> [Article]
* * * *
The man designated to become head of the government was assassinated by Basque separatists in 1973. And the choice of Juan Carlos to be crowned King and succeed as head of state came back to bite…

Juan Carlos was not as devoted to fascism as Franco had thought. In fact, he supported reformist elements in the regime who’d come to believe democracy was now unavoidable.

Of course, the dissident opposition – leftists, liberals, nationalists in the Basque Country and Catalonia – were still wary of overtures by career Francoists, led by the new Prime Minister, Adolfo Suárez.

But when serious reforms were finally put forward, the opposition sensed this might be the real thing.

Parliamentary elections were scheduled for June 1977, on the basis of universal suffrage. A blanket amnesty for political prisoners was issued, the rights to strike and unionise were restored.

When the Spanish Communist Party (PCE), the immortal enemy of Francoism, was legalised in April, it was clear the reformers in the regime were serious.

Hardline fascists tried to stop the process, including a failed coup attempt in 1981.

But the momentum was too much: democratic elections in 1977, a new democratic constitution in 1978, and a Socialist government for the first time in five decades elected in 1982.

Spanish leftists had kept the flame of hope alive, and now their hopes had been realised.

For all the difficulties and limitations of la Transición, the Francoist regime was dead. Democracy had a new chance in Spain.
* * * *
> [Recorded information]

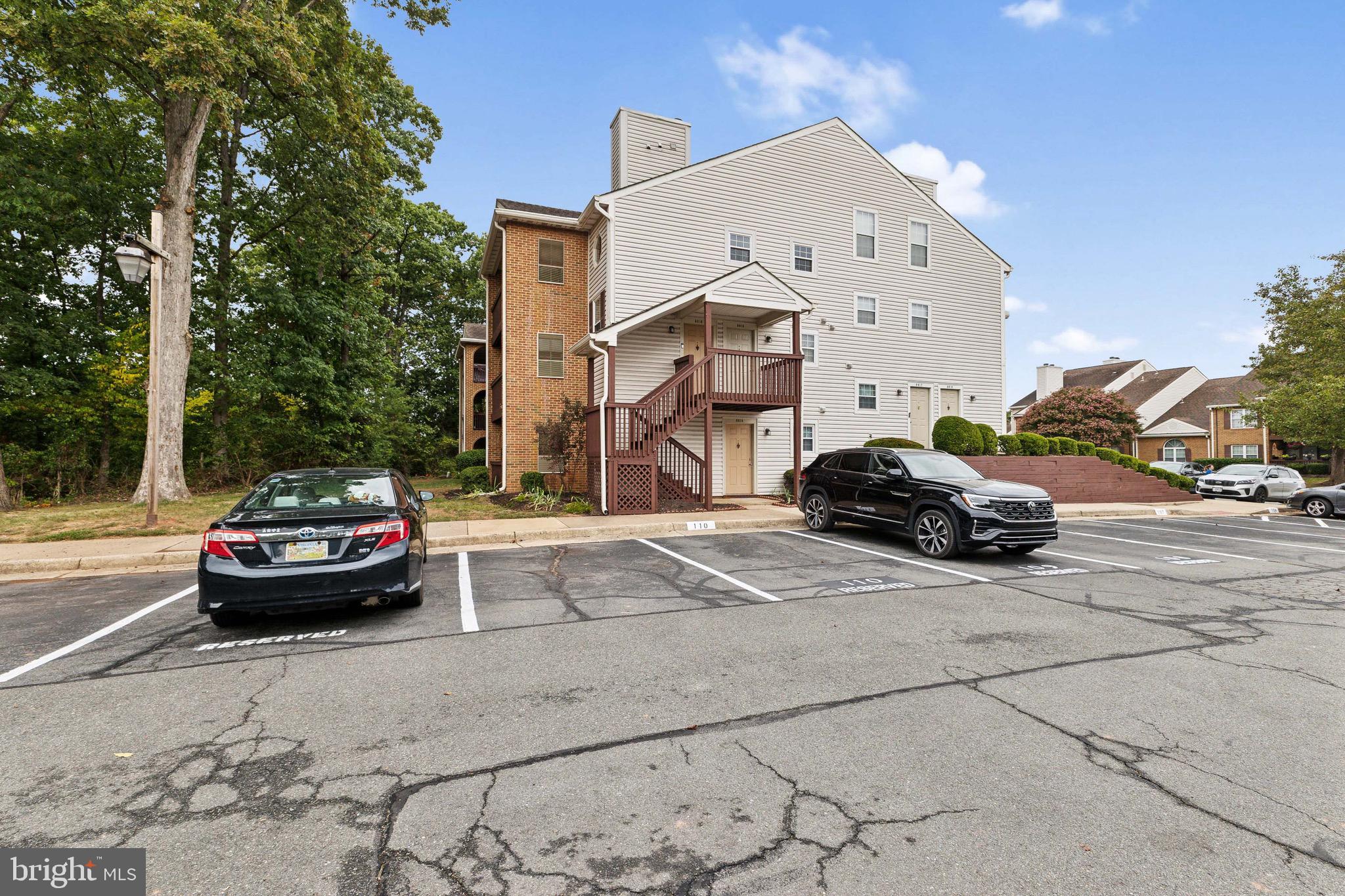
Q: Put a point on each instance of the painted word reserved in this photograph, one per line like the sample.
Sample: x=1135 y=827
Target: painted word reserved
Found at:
* * * *
> [Set task 1] In the passage on Spain's transition to democracy, in what month was the Spanish Communist Party legalized?
> [Set task 2] List every year named in the passage on Spain's transition to democracy.

> [Written solution 1] April

> [Written solution 2] 1973, 1977, 1978, 1981, 1982